A Dream by the River

Marathi director Shivaji Lotan Patil on Dhag,his critically acclaimed film that has won him the National Award for Best Director,and how he came to be bewitched by the movies.

Written by Prajakta Hebbar | New Delhi | Published: March 31, 2013 1:06:42 am

Marathi director Shivaji Lotan Patil on Dhag,his critically acclaimed film that has won him the National Award for Best Director,and how he came to be bewitched by the movies.

Two young boys sat dreaming by the river. They conjured up images of fame,fortune and happiness,all that they had seen on the silver screen. “I’ve heard that almost everyone drives a motorcar in Bombay,” said one. “What nonsense! The city folk don’t drive those things themselves,they have drivers to take them around,” said the other with a knowing look. They discussed the clothes the big city people wore,the food they ate and the places they visited. All their dreams and fantasies had been shaped by cinema. “I think people in Bombay have small scooters to take them around from one room to the other,” said one of them as the other’s eyes lit up with mirth.

This was almost 20 years ago,in the village of Mandurne in Maharashtra’s Jalgaon district where Marathi director Shivaji Lotan Patil sat with his playmate. Patil now lives in Dombivali,Mumbai,and in spite of time and age,he is,at heart,that boy dawdling by the river. “I have always been fond of films,theatre and music,” says Patil over the phone. “Of course,where I come from,it was called a waste of time.”

Patil has just won the National Award for best director for his 2012 film Dhag. The film revolves around the life of a boy who wishes to stay away from his family’s traditional business — running a crematorium. The boy’s mother wants to educate him,but their financial conditions after his father’s death changes things. Usha Jadhav,who plays one of the leading characters in the film,also won the National Award for best female actor. The film,shot entirely in Patil’s village in 30 days,is very close to his heart. “In big cities,there are no restrictions as to what job a person from a caste can do. If you are good,the sky is the limit for you. But in villages,people still follow the caste system. I have tried to show the tragedy that invariably engulfs these ambitious young people – and I have tried to show it without naming any caste,” says Patil. The film,after making rounds of film festivals last year,is set for a May release.

PROVIDED MATERIAL
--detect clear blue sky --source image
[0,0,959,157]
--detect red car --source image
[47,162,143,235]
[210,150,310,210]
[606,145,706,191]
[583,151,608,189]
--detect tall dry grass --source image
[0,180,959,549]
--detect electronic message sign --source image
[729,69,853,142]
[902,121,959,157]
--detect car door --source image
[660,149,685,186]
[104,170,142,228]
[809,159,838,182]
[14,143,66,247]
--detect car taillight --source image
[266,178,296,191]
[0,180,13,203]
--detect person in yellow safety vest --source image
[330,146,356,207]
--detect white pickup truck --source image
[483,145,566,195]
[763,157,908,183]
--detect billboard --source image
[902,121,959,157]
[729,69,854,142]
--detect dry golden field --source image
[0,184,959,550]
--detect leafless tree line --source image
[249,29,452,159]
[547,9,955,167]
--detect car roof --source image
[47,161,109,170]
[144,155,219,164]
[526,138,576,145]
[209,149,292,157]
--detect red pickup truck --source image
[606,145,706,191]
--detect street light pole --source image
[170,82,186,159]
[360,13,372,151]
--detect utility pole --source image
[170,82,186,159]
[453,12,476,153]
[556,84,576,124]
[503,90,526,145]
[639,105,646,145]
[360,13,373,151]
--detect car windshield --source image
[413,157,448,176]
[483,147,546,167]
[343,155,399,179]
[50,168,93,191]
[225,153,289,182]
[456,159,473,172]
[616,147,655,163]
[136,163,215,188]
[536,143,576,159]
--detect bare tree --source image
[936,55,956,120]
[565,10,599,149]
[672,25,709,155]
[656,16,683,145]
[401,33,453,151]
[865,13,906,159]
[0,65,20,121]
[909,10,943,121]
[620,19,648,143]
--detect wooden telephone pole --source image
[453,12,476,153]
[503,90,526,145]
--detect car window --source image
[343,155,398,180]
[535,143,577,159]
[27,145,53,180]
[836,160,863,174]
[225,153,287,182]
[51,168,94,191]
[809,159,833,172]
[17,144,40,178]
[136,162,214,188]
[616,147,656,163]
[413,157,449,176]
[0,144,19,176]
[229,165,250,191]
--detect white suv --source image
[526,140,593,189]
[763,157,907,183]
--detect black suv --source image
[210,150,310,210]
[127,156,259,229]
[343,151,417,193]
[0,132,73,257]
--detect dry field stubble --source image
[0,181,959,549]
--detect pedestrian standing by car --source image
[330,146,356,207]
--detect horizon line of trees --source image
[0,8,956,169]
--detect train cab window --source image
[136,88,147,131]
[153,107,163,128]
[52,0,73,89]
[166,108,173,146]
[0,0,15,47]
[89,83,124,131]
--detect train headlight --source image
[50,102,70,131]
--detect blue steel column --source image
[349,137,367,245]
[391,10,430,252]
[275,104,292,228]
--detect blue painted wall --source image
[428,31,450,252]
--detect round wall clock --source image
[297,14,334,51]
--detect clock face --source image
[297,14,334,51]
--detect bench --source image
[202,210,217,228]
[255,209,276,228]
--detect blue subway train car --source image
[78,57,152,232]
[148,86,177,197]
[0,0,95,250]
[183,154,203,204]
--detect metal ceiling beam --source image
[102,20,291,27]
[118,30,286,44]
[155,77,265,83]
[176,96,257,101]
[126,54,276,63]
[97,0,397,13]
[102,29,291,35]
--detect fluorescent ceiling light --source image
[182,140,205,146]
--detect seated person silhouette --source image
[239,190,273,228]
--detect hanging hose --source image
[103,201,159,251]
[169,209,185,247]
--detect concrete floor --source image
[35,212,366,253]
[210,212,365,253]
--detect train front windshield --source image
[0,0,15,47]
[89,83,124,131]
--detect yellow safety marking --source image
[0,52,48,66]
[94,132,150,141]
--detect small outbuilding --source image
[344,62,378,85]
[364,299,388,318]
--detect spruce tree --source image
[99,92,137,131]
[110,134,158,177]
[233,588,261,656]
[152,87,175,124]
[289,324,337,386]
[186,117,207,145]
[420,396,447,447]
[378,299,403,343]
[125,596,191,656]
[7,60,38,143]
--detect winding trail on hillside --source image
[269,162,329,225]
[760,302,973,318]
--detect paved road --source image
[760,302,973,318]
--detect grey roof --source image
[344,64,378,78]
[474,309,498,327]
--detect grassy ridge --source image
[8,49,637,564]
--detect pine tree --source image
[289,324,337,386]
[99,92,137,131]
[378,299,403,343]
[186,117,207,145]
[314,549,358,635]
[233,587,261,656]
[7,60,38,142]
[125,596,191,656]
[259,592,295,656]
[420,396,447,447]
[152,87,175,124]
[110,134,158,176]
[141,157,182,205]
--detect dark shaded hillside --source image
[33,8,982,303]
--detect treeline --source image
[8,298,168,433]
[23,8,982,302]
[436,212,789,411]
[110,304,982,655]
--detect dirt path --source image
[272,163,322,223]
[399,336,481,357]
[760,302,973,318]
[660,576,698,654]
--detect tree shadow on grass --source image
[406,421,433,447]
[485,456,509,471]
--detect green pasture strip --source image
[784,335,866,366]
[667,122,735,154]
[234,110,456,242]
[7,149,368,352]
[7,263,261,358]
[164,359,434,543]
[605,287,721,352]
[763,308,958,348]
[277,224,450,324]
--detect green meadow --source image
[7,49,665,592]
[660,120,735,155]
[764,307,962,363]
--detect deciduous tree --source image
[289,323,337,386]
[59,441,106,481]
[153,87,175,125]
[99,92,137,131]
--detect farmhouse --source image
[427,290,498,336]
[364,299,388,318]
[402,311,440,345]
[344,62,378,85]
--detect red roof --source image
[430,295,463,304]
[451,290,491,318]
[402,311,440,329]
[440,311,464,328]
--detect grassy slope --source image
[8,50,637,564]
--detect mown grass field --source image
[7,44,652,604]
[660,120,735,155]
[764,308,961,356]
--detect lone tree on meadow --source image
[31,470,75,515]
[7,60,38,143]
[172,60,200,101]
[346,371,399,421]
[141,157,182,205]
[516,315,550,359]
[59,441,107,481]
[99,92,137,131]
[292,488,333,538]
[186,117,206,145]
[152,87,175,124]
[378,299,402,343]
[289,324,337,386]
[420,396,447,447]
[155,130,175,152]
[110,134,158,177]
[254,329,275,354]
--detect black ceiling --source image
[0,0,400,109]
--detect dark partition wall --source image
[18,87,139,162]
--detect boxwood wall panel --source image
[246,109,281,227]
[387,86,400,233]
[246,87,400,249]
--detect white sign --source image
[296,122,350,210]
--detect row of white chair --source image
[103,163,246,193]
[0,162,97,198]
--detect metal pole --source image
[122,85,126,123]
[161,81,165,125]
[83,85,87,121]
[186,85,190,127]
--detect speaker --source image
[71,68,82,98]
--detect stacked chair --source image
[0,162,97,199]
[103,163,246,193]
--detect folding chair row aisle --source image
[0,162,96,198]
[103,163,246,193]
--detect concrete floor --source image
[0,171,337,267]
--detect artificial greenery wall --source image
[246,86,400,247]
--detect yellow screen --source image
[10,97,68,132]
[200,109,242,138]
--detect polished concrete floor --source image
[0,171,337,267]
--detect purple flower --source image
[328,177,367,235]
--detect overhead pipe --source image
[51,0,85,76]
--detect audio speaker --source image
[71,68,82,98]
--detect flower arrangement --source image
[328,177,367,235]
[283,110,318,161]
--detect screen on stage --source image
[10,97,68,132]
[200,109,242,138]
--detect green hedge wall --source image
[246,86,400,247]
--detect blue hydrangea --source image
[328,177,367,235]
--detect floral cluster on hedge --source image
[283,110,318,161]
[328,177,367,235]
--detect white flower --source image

WHAT THE TASK REQUIRES
Reproduce the article on Shivaji Lotan Patil and Dhag, shown above, in full and word for word.

RESPONSE TO THE TASK
A Dream by the River

Marathi director Shivaji Lotan Patil on Dhag,his critically acclaimed film that has won him the National Award for Best Director,and how he came to be bewitched by the movies.

Written by Prajakta Hebbar | New Delhi | Published: March 31, 2013 1:06:42 am

Marathi director Shivaji Lotan Patil on Dhag,his critically acclaimed film that has won him the National Award for Best Director,and how he came to be bewitched by the movies.

Two young boys sat dreaming by the river. They conjured up images of fame,fortune and happiness,all that they had seen on the silver screen. “I’ve heard that almost everyone drives a motorcar in Bombay,” said one. “What nonsense! The city folk don’t drive those things themselves,they have drivers to take them around,” said the other with a knowing look. They discussed the clothes the big city people wore,the food they ate and the places they visited. All their dreams and fantasies had been shaped by cinema. “I think people in Bombay have small scooters to take them around from one room to the other,” said one of them as the other’s eyes lit up with mirth.

This was almost 20 years ago,in the village of Mandurne in Maharashtra’s Jalgaon district where Marathi director Shivaji Lotan Patil sat with his playmate. Patil now lives in Dombivali,Mumbai,and in spite of time and age,he is,at heart,that boy dawdling by the river. “I have always been fond of films,theatre and music,” says Patil over the phone. “Of course,where I come from,it was called a waste of time.”

Patil has just won the National Award for best director for his 2012 film Dhag. The film revolves around the life of a boy who wishes to stay away from his family’s traditional business — running a crematorium. The boy’s mother wants to educate him,but their financial conditions after his father’s death changes things. Usha Jadhav,who plays one of the leading characters in the film,also won the National Award for best female actor. The film,shot entirely in Patil’s village in 30 days,is very close to his heart. “In big cities,there are no restrictions as to what job a person from a caste can do. If you are good,the sky is the limit for you. But in villages,people still follow the caste system. I have tried to show the tragedy that invariably engulfs these ambitious young people – and I have tried to show it without naming any caste,” says Patil. The film,after making rounds of film festivals last year,is set for a May release.